> _PROBLEMS_
A – In the forum thread about trimming whitespace from list items, what does Eily say grep's purpose is?
B – Carry on the forum thread about trimming whitespace from list items, starting right after its last sentence.

***** PASSAGE *****

Re: Code review: function to trim whitespace from all items in a list
by Eily (Monsignor) on Nov 21, 2014 at 10:29 UTC

    The first problem with this code is indeed the fact that grep's purpose is selection, not modification, so it does not help readability. But the problem mentionned by LanX is the worst I guess, that @x is modified under the hood, without it being explicit in the function description is a serious issue.

    If modifying @x is OK, then there's no need for another array and s/^\s*|\s*$/g for @x would avoid the copy of the array.

    Or, since map can actually do both modification and selection (it can yield a list of one, zero or more values for each input value) here's another way to do the same thing: @y = map { /(\S.*\S)/ ? $1 : () } @x; or if using map to remove elements isn't clear enough: @y = grep defined, map /(\S.*\S)/, @x;

    Edit: Whoops, doesn't work for strings that contain only one non-space char. /(\S.*?)\s*$/ would work but is not as easy to read.

Re: Code review: function to trim whitespace from all items in a list
by Anonymous Monk on Nov 21, 2014 at 12:58 UTC

    I personally don't have a problem with modification of the input; my own trim functions in various incarnations do just that, most of the time in-situ & returning nothing.

***** SUPPLIED RECORDS *****

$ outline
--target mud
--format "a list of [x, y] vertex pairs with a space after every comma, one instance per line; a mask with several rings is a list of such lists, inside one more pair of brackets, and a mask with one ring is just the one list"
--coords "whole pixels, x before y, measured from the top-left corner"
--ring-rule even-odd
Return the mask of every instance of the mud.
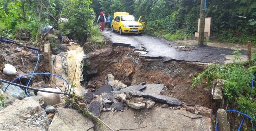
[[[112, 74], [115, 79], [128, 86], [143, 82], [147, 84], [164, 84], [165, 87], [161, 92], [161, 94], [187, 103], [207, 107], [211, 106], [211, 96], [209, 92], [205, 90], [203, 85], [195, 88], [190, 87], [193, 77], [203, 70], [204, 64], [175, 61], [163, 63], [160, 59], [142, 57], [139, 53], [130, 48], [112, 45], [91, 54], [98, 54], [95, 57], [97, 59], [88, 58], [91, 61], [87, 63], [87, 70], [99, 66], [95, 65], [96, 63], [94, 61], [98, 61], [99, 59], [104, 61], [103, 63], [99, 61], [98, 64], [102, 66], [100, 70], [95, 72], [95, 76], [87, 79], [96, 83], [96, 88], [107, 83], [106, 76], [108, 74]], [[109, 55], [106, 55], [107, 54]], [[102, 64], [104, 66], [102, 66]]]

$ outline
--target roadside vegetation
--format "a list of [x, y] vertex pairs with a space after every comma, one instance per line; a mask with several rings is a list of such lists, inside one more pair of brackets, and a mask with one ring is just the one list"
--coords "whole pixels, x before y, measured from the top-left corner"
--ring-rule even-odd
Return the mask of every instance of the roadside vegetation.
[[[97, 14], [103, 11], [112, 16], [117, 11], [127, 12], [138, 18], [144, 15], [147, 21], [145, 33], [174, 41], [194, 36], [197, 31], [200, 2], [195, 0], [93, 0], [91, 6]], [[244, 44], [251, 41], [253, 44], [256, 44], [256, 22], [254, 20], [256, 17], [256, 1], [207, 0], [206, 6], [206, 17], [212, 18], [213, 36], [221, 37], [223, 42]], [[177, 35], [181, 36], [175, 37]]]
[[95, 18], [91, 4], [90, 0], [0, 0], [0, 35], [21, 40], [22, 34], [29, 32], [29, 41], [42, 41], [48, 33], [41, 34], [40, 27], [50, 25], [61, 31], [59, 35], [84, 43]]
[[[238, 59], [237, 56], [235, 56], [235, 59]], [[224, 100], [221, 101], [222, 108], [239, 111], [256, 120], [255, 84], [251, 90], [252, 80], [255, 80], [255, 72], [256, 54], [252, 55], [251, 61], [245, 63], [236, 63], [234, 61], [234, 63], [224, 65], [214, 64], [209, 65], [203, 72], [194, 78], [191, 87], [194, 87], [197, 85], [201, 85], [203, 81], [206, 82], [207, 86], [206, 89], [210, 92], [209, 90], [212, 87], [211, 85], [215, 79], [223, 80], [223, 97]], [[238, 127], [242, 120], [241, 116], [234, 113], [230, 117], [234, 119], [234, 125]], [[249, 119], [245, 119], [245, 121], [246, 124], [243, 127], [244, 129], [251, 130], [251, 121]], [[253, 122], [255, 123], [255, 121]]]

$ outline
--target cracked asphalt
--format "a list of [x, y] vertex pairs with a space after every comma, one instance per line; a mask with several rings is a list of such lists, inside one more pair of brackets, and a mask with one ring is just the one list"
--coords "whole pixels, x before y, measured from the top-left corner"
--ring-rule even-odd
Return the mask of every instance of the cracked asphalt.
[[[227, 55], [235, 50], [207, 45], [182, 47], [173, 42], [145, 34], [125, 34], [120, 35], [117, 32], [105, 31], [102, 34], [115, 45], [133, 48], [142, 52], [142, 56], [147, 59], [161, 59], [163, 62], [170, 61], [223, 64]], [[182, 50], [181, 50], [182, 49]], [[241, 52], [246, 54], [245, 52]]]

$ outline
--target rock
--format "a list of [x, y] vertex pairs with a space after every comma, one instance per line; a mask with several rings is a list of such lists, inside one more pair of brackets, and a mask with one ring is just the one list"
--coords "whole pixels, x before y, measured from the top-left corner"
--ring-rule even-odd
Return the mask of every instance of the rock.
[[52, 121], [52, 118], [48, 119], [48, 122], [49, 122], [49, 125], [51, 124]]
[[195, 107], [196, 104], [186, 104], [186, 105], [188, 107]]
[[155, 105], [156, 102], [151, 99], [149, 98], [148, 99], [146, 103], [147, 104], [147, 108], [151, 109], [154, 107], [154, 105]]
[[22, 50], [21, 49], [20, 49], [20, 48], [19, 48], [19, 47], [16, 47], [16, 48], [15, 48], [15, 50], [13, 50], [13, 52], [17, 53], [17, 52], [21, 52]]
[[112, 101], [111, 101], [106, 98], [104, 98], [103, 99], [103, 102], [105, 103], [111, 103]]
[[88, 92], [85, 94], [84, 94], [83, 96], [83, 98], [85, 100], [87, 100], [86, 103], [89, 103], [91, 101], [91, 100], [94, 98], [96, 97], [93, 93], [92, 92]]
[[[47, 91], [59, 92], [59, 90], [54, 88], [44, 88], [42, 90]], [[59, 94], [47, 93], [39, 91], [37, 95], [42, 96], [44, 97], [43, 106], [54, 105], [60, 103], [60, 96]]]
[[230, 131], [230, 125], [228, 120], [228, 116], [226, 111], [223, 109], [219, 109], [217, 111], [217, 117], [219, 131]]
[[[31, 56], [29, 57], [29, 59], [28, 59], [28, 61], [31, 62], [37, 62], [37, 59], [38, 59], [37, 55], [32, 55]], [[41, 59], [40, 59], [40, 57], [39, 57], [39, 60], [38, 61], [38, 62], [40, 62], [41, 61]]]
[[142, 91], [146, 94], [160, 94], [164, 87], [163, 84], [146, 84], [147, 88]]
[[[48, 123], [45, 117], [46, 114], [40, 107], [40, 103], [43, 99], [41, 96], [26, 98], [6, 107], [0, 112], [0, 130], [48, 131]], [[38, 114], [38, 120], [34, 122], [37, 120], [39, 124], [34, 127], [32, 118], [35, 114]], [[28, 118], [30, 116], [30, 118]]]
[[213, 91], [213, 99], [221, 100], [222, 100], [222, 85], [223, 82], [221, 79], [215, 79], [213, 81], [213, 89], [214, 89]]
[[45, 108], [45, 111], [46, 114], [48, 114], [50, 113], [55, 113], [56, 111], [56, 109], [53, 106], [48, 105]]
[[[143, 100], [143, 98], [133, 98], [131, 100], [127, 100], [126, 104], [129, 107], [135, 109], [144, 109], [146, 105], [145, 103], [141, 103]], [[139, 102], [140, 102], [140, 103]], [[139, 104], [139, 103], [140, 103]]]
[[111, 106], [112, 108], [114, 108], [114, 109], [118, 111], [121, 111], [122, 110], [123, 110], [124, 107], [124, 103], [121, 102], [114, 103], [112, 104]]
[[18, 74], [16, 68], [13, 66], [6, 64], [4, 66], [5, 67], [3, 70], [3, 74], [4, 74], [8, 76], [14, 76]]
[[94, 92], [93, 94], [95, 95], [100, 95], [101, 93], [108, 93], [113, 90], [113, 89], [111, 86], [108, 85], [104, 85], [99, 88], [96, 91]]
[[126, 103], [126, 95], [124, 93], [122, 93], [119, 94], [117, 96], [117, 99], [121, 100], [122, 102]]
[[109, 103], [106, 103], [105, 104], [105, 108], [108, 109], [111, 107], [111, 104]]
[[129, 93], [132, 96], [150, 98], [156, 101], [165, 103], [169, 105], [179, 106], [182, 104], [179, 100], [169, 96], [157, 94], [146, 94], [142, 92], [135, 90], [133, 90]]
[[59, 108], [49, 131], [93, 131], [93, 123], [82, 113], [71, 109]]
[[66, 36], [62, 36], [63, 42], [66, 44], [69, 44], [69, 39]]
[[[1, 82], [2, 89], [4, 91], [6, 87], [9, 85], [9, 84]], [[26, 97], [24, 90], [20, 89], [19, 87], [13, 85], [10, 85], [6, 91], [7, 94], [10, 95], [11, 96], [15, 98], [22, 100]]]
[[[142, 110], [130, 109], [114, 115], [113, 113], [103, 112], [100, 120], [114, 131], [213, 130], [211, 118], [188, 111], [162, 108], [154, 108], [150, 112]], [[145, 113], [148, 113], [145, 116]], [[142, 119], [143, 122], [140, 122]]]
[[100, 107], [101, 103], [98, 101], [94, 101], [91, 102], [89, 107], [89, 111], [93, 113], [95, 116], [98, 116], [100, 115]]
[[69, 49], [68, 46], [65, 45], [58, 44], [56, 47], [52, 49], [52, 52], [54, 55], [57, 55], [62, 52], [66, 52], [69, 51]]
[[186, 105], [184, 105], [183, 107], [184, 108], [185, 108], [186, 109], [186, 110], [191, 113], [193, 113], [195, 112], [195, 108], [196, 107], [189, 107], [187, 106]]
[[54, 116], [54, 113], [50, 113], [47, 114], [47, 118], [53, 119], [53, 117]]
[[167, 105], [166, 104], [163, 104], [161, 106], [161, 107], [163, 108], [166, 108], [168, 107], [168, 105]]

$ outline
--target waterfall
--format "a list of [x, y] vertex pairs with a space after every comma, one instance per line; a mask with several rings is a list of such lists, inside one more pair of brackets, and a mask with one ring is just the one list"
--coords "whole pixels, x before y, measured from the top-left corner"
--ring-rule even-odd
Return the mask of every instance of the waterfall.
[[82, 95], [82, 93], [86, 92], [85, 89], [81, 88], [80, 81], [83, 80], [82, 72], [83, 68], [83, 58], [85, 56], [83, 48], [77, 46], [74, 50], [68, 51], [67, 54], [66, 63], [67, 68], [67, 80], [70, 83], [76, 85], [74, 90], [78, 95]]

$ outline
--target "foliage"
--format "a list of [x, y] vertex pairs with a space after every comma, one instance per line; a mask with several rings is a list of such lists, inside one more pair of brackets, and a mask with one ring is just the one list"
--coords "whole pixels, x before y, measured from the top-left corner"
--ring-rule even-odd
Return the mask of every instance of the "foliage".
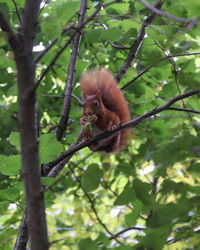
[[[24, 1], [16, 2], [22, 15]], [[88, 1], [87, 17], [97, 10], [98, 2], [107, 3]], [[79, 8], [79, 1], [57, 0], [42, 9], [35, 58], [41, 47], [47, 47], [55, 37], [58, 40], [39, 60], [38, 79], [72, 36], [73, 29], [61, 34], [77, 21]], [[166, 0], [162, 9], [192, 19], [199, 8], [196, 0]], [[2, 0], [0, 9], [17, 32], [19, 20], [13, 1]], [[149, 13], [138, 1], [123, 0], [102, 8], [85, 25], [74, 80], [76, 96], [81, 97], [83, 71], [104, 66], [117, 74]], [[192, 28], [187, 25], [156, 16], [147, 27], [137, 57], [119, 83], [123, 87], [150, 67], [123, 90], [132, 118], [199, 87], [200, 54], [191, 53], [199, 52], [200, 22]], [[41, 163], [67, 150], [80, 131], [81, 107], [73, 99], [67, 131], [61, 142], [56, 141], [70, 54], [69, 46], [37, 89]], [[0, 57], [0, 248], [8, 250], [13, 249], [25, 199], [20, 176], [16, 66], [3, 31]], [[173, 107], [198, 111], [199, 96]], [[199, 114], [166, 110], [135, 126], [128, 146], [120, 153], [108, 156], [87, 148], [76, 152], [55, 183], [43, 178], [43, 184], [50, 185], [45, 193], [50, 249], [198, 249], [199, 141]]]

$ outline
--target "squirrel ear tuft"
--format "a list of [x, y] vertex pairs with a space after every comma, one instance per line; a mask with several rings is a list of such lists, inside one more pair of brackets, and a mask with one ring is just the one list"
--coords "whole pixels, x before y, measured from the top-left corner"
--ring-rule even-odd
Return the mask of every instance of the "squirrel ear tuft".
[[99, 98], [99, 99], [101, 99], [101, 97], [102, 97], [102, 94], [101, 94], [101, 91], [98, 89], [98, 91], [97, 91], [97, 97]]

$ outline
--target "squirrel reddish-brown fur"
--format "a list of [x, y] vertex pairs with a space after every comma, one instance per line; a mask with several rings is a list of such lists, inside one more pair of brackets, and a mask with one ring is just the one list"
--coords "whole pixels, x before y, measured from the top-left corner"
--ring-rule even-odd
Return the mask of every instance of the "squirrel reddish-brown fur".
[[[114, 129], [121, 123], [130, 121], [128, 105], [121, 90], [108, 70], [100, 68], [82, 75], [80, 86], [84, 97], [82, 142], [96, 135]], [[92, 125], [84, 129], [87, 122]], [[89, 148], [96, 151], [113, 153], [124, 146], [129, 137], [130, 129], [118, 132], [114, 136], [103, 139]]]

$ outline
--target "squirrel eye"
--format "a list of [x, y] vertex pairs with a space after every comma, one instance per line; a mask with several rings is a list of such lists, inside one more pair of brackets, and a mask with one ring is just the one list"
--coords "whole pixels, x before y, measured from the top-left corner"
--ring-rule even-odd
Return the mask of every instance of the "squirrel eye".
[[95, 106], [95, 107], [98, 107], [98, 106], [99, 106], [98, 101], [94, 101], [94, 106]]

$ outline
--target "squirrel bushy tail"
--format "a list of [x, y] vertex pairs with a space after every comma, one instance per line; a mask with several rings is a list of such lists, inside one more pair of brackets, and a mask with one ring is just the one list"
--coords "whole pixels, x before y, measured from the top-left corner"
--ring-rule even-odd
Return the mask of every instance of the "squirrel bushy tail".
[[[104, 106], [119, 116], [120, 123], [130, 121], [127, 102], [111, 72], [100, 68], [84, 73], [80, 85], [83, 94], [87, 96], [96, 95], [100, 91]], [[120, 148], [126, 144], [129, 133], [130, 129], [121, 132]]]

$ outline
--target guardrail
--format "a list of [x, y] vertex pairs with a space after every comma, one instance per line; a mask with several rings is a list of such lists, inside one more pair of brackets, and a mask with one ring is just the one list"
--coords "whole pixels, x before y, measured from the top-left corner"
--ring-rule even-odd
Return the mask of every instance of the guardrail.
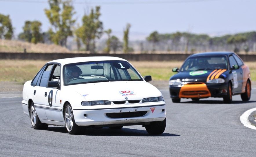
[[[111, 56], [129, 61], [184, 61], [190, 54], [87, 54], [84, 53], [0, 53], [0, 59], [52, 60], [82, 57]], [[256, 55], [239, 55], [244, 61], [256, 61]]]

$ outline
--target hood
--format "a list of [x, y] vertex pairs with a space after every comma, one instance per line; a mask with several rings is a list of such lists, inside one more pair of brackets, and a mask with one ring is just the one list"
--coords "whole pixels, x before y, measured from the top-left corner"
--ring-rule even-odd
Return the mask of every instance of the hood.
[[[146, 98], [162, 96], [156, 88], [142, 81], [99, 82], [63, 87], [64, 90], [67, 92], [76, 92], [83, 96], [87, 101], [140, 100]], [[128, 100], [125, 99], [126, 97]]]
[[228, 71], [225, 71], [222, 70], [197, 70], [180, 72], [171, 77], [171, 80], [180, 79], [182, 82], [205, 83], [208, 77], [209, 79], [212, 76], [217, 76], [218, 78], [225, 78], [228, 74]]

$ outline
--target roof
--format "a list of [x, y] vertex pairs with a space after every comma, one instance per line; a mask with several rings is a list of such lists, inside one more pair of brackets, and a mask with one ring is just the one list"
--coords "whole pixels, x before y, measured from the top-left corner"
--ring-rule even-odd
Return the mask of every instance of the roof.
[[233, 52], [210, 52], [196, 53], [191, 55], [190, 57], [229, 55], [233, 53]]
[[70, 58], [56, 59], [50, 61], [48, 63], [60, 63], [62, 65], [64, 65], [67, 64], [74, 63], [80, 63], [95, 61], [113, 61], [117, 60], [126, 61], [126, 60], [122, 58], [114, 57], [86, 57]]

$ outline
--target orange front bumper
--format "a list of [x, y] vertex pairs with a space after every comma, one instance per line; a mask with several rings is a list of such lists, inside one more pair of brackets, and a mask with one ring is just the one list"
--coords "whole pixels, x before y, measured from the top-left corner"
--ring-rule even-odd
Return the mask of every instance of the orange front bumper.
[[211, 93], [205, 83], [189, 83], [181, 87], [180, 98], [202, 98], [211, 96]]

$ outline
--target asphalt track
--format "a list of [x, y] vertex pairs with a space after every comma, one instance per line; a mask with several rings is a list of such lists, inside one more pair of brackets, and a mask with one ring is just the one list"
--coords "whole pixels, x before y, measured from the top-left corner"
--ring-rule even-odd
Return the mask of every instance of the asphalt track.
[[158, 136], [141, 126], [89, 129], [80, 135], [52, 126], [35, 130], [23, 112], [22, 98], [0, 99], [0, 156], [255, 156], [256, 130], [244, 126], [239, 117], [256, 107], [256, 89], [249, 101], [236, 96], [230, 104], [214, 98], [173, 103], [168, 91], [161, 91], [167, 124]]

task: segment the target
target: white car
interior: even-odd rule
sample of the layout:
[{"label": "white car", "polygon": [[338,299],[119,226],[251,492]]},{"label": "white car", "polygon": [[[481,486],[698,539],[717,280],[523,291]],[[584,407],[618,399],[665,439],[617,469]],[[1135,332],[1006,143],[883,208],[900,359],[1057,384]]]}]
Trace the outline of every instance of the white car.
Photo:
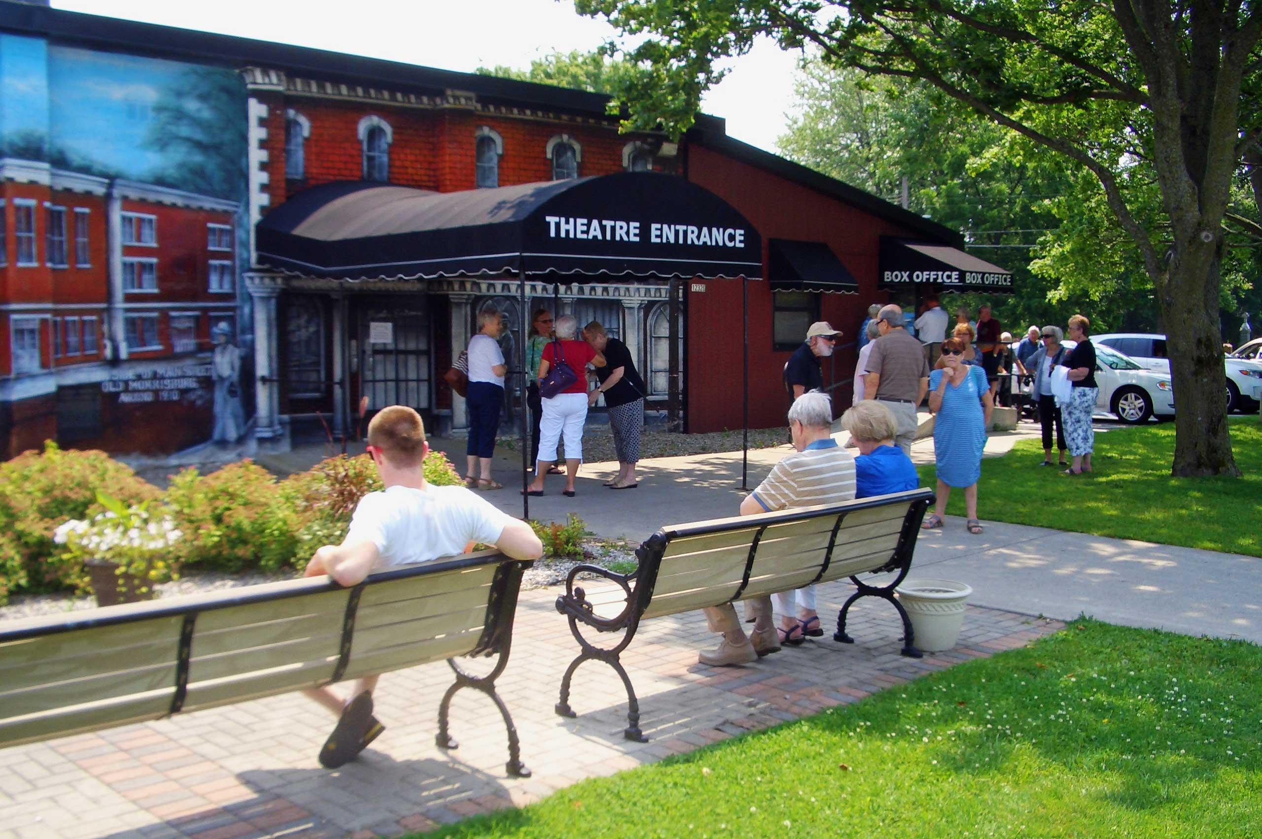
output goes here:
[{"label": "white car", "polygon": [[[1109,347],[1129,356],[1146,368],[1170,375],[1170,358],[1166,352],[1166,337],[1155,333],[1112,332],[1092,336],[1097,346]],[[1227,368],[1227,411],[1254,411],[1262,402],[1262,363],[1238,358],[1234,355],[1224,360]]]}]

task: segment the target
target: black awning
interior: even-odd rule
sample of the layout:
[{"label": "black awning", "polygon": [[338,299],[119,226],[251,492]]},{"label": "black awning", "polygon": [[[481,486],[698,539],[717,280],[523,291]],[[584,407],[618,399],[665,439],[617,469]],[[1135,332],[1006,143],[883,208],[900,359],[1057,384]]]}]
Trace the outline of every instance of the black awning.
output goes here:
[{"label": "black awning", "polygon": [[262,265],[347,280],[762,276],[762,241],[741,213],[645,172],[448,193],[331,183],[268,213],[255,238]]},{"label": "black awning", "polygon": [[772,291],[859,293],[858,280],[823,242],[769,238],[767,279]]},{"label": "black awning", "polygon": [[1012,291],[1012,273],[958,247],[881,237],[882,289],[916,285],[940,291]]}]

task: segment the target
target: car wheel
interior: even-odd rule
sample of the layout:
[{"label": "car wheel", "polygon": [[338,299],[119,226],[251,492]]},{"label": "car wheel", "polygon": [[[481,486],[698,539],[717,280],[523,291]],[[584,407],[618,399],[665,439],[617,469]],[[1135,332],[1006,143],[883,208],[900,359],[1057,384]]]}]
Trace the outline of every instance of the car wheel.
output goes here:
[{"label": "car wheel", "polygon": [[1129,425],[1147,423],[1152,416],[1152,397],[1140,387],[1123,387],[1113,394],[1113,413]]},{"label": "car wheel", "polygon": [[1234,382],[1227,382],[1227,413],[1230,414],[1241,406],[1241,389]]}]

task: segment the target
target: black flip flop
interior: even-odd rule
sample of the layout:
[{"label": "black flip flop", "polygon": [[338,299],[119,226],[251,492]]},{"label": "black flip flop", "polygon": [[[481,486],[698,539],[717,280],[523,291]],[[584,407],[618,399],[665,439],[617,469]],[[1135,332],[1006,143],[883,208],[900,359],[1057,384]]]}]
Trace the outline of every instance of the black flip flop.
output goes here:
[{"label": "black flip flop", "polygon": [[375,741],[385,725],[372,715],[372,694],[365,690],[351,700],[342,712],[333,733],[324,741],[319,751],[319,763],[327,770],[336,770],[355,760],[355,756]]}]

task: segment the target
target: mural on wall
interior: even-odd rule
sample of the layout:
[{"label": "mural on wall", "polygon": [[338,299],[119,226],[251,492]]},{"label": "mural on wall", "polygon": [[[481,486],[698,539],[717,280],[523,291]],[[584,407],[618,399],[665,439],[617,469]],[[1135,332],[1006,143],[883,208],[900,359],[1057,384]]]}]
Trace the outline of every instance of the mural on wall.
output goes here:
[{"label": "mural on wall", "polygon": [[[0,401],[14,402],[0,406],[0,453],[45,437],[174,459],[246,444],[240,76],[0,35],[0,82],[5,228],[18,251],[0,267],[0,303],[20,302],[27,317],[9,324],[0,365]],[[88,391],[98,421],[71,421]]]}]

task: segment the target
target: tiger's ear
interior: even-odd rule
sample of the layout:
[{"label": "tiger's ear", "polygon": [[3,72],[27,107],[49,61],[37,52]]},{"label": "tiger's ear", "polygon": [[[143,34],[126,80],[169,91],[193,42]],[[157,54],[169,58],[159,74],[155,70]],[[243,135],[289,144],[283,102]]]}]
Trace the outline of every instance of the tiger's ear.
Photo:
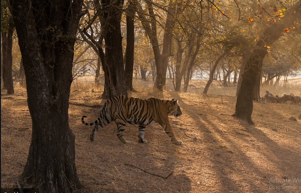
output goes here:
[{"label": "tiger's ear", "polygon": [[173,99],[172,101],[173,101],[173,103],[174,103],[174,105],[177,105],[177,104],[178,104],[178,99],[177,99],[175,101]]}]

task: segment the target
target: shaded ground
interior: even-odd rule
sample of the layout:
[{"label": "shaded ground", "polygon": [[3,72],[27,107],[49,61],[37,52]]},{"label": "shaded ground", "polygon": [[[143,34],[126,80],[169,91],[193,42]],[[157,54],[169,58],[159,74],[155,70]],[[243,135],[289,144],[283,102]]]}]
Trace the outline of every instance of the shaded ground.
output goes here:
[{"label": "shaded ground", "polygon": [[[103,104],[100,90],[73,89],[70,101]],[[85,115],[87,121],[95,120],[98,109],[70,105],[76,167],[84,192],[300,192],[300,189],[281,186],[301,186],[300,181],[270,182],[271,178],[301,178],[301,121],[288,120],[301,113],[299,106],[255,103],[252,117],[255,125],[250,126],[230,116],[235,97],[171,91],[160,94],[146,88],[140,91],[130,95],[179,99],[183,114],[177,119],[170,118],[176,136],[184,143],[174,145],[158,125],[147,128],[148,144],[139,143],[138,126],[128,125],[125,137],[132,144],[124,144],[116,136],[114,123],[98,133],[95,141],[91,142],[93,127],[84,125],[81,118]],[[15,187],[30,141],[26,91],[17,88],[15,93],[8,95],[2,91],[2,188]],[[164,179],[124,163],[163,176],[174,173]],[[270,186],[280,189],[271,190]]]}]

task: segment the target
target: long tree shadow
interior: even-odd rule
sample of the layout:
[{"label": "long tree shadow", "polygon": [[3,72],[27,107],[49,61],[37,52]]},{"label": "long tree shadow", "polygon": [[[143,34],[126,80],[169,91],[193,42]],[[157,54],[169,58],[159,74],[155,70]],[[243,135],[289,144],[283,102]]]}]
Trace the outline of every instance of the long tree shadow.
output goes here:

*****

> _PER-TASK OUTPUTS_
A – Selection, not modification.

B –
    If your code expects the input given not to be fiddled with, then the trim function should make a copy of the input to work on. In either case, I would expect a note about input modifications in pod, saving me from a code dive.

    Devoid of pod, the function needs to work on a copy of the input & not touch input any further. Thus working with P::C.

      > I personally don't have a problem with modification of the input;

      I also see some applications for this...

      ...but then it would be better to force void context by checking wantarray to avoid confusion.

      Not sure about the best naming convention here.

      Maybe trim(@x) for mutator and @y=trimmed(@x) for non-mutator???

      Cheers Rolf

      (addicted to the Perl Programming Language and ☆☆☆☆ :)